Nothing but the text of the records belongs in your answer: repeat all of it exactly and leave out the images.
··· SUPPLIED INFORMATION
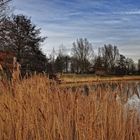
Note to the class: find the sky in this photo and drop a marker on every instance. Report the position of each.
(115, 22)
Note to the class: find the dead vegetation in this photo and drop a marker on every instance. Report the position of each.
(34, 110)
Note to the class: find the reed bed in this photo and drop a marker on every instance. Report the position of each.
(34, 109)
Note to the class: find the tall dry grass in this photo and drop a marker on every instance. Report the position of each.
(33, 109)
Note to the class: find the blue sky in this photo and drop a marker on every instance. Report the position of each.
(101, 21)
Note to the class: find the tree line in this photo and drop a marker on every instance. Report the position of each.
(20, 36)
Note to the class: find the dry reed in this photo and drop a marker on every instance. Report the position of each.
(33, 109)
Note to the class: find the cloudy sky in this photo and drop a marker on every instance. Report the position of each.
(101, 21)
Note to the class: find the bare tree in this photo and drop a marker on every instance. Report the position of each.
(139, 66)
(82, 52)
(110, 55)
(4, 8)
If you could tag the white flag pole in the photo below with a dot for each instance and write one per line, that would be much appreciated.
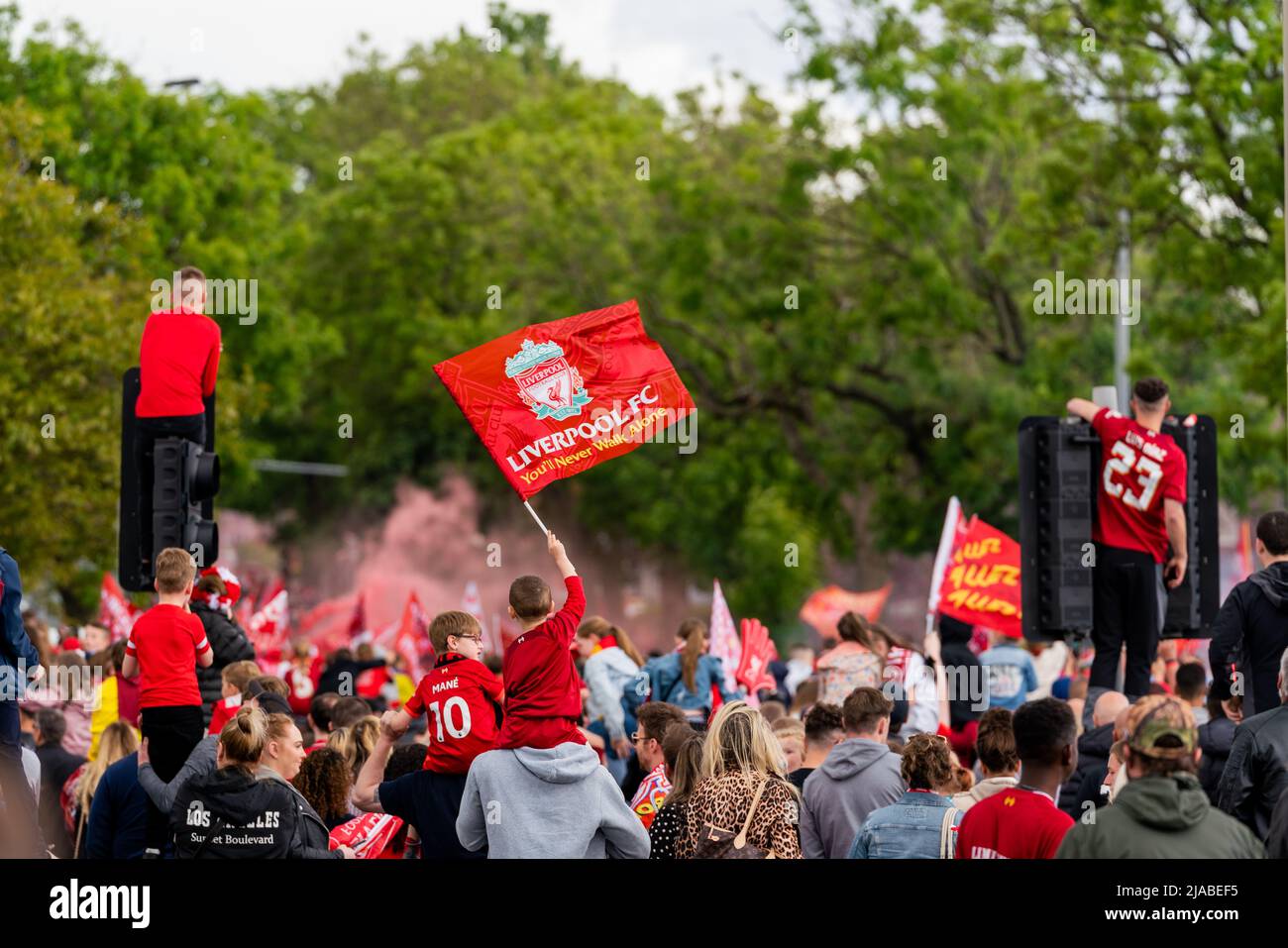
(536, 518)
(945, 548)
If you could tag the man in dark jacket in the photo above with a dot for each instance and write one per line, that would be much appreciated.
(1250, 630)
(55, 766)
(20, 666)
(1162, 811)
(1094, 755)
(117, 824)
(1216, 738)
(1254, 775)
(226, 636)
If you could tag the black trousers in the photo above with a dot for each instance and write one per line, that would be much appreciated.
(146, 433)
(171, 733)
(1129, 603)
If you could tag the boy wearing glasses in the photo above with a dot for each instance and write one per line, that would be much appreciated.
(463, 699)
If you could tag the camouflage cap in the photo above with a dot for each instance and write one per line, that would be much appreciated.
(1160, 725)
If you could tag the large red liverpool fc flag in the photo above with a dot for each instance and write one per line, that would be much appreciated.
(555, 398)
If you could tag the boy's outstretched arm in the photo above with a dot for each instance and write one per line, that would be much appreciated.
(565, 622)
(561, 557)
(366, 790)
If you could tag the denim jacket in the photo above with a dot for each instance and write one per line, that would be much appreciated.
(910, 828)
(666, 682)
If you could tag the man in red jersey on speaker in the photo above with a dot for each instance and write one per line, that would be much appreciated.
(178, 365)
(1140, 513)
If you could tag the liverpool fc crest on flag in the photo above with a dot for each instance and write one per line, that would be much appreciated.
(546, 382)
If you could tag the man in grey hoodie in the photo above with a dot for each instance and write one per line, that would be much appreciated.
······
(ANSWER BOX):
Note to the class: find the sky in this photo and drop a marker on every instance. Report the position of each.
(115, 22)
Note to the class: find the dead vegetation in this photo and drop a marker on every instance. Report the position of each.
(34, 110)
Note to the class: find the reed bed in this photo and drop a marker on every instance. Report the position of each.
(34, 109)
Note to the class: find the tall dry grass in this photo and drop a marker on every instance. Report the position of each.
(33, 109)
Note to the class: find the blue sky in this photo and drop a marker on every instance. Report the position of each.
(101, 21)
Note to the class: find the tree line in this photo and drop a marker on every instance. Report the position of each.
(20, 36)
Note to the class: find the dry reed in this photo and drop a marker on every instance. Report the position of each.
(33, 109)
Note to the class: find the cloudy sky in this photo and drop a marker on every instance. Report the position of each.
(101, 21)
Note to the class: find the bare tree in this photo and drop a marker on every instance. Report the position of each.
(139, 66)
(82, 52)
(110, 55)
(4, 8)
If you could tag the white flag pole in the photo below with a dot for each instance and write one per line, that would be much appreciated.
(536, 518)
(945, 548)
If you could tag the man in dark jacket in the photo above with a dot for each instance and write one per line, that would be much appreciated.
(1250, 630)
(55, 766)
(20, 666)
(1162, 811)
(1094, 755)
(117, 824)
(1216, 738)
(1254, 775)
(226, 636)
If you could tag the black trousers in the photo above with a dot for each instance and write one per line, that would be much appreciated.
(146, 433)
(171, 733)
(1129, 603)
If you could tag the boy wearing glasses in the photo above with a dot for each instance and write one per line, that would be much appreciated.
(463, 699)
If you could tag the camouflage cap in the photo above with a dot for each instance and write one per line, that would be much appreciated.
(1160, 725)
If you could tag the large red liverpool fc flag in the photo above with a dot for each instance and write one per line, that would be much appreciated.
(555, 398)
If you could tag the boy's outstretched arm in the photo above with a dot for each instance and write one per line, that would be much appreciated.
(565, 622)
(561, 557)
(366, 790)
If you could tag the denim jacket in the photo above with a dot for each instance and write one per line, that would be much appreciated.
(910, 828)
(666, 682)
If you could tag the man in red jersey on speaker in the photo above with a dot for each instance and write one per line, that would be much appreciated.
(178, 365)
(1140, 513)
If you could tag the liverpool fc crest on flag in the photo above with a dot for each instance and write one per line, that would be much appreciated.
(546, 382)
If you could tag the man in grey hoodie in the photo above with a dot for each instance and write one per line, that would be much appreciated.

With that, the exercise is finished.